══ The records ══

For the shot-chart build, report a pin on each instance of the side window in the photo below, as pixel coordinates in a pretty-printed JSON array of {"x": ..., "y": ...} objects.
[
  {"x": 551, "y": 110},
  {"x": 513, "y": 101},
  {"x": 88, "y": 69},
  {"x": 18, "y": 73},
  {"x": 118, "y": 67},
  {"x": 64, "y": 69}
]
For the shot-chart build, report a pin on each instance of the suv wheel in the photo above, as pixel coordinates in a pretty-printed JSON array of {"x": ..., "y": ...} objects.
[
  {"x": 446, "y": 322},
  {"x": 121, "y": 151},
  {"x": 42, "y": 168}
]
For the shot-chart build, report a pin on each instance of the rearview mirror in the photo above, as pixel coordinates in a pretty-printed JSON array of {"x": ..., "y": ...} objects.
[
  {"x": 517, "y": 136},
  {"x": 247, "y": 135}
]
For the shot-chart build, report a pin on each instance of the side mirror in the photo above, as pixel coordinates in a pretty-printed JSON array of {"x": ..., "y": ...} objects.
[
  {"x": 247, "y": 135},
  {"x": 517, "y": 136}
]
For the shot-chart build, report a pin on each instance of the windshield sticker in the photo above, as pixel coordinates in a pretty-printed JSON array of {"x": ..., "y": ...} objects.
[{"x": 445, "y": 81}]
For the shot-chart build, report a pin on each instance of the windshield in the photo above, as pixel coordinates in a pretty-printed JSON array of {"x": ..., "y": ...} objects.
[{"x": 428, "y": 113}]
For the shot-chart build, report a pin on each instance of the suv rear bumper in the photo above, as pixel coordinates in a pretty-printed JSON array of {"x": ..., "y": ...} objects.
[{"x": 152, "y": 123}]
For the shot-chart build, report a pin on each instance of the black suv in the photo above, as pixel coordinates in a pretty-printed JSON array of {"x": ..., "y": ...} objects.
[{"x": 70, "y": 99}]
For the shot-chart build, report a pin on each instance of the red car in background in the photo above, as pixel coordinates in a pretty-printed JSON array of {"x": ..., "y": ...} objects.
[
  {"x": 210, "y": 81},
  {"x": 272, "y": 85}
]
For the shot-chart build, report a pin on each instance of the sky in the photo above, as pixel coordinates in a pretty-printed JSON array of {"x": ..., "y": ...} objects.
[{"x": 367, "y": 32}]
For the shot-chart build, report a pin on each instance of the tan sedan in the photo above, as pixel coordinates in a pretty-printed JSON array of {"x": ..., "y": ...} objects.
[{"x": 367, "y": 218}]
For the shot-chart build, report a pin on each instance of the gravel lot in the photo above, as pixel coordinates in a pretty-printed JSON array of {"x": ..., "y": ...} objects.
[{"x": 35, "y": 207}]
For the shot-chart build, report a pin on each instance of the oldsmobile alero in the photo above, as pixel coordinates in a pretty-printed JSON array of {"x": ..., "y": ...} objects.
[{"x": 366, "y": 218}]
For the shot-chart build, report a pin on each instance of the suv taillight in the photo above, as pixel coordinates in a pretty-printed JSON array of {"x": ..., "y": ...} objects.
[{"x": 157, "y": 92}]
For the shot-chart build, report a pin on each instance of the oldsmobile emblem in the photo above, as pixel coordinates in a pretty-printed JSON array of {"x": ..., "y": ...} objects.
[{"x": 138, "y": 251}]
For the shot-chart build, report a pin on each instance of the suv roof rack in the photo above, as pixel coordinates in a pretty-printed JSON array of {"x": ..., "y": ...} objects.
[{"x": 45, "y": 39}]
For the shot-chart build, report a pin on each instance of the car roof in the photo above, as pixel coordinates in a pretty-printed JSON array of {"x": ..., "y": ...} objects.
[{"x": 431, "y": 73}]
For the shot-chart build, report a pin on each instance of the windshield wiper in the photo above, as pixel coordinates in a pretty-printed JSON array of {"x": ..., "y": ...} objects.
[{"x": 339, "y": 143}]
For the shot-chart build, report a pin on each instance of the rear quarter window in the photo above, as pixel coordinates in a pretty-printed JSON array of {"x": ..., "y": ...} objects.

═══

Direction:
Reproduce every one of the entries above verbatim, line for line, with no changes.

Response to this exercise:
For the shot-chart build, report a pin on each instance of the side window in the photo below, as pixel coordinates in a pretty-printed JSON array of {"x": ..., "y": ...} objects.
[
  {"x": 551, "y": 110},
  {"x": 513, "y": 101},
  {"x": 88, "y": 69},
  {"x": 18, "y": 73},
  {"x": 118, "y": 67},
  {"x": 64, "y": 69}
]
For the shot-chart build, report a pin on each instance of the suv wheel in the photo above, as pixel coordinates in a pretty-printed JSON array of {"x": ..., "y": ...} objects.
[
  {"x": 446, "y": 322},
  {"x": 121, "y": 151},
  {"x": 42, "y": 168}
]
For the shot-chart build, report a pin on each instance of the rearview mirror in the photo above, as pixel coordinates in a pretty-printed JSON array of {"x": ..., "y": ...} objects.
[
  {"x": 517, "y": 136},
  {"x": 247, "y": 135}
]
For the shot-chart build, report a pin on each instance of the side mirror in the photo above, as pixel coordinates in a pretty-printed JSON array of {"x": ..., "y": ...} objects.
[
  {"x": 247, "y": 135},
  {"x": 517, "y": 136}
]
For the shot-chart build, report a pin on each instance of the windshield sticker in the photo above, as pixel coordinates in a pretty-printed JSON array of {"x": ..., "y": ...} objects.
[{"x": 445, "y": 81}]
For the shot-chart build, report a pin on each instance of the windshield in the photo above, as pixel coordinates in a pretty-printed JSON array of {"x": ..., "y": ...} objects.
[{"x": 428, "y": 113}]
For the shot-chart build, report a pin on each instance of the suv rear bumper in the photo above, as pixel coordinates in a pretty-printed JSON array of {"x": ..., "y": ...} objects.
[{"x": 152, "y": 123}]
For the shot-chart build, report a pin on each instance of the black suv in the photo above, as pixel coordinates in a pretty-printed JSON array of {"x": ..., "y": ...} objects.
[{"x": 70, "y": 99}]
For the shot-chart build, report a pin on each instance of the red car in background in the photo above, as pixel coordinates in a pretty-printed JSON array of {"x": ..., "y": ...} objects.
[
  {"x": 210, "y": 81},
  {"x": 272, "y": 85}
]
For the shot-chart build, report a pin on each instance of the sky in the photo above, as pixel coordinates in a pretty-printed JSON array of {"x": ..., "y": ...} objects.
[{"x": 367, "y": 32}]
For the shot-chart build, report a pin on each instance of the tan sedan in the photo above, as pixel coordinates in a pretty-printed JSON array of {"x": ..., "y": ...} objects.
[{"x": 367, "y": 218}]
For the shot-chart build, report a pin on each instance of the gravel lot in the photo above, as pixel coordinates in a pretty-printed JSON array of {"x": ..., "y": ...} objects.
[{"x": 35, "y": 207}]
For the shot-chart build, report a pin on each instance of the oldsmobile alero in the photo above, as pixel coordinates in a pretty-printed JSON array of {"x": ..., "y": ...} objects.
[{"x": 366, "y": 218}]
For the shot-chart build, report a pin on each instance of the suv taillight in the photo above, as pixel coordinates in a pretty-printed JSON array of {"x": ..., "y": ...} objects.
[{"x": 157, "y": 92}]
For the shot-chart build, report a pin on each instance of the oldsmobile emblem in the photo above, as pixel coordinates in a pretty-printed JSON array of {"x": ..., "y": ...} objects.
[{"x": 138, "y": 251}]
For the shot-chart build, report a pin on each instance of the suv roof rack in the photo above, as pixel coordinates in a pretty-printed JSON array of {"x": ..., "y": ...} objects.
[{"x": 45, "y": 39}]
For the shot-chart build, report a pin on each instance of the car roof in the photo above, as pixel coordinates in a pretty-printed JSON array of {"x": ..., "y": ...} objects.
[{"x": 431, "y": 73}]
For the shot-chart build, report a pin on each instance of the windshield wiper in the photo above, as pixel coordinates in a pretty-printed JSON array of {"x": ..., "y": ...} objects.
[{"x": 339, "y": 143}]
For the shot-chart build, report a pin on each instance of the rear quarter window in the photo above, as pixel coordinates in a pretty-printed JSON array of {"x": ..., "y": ...} objects.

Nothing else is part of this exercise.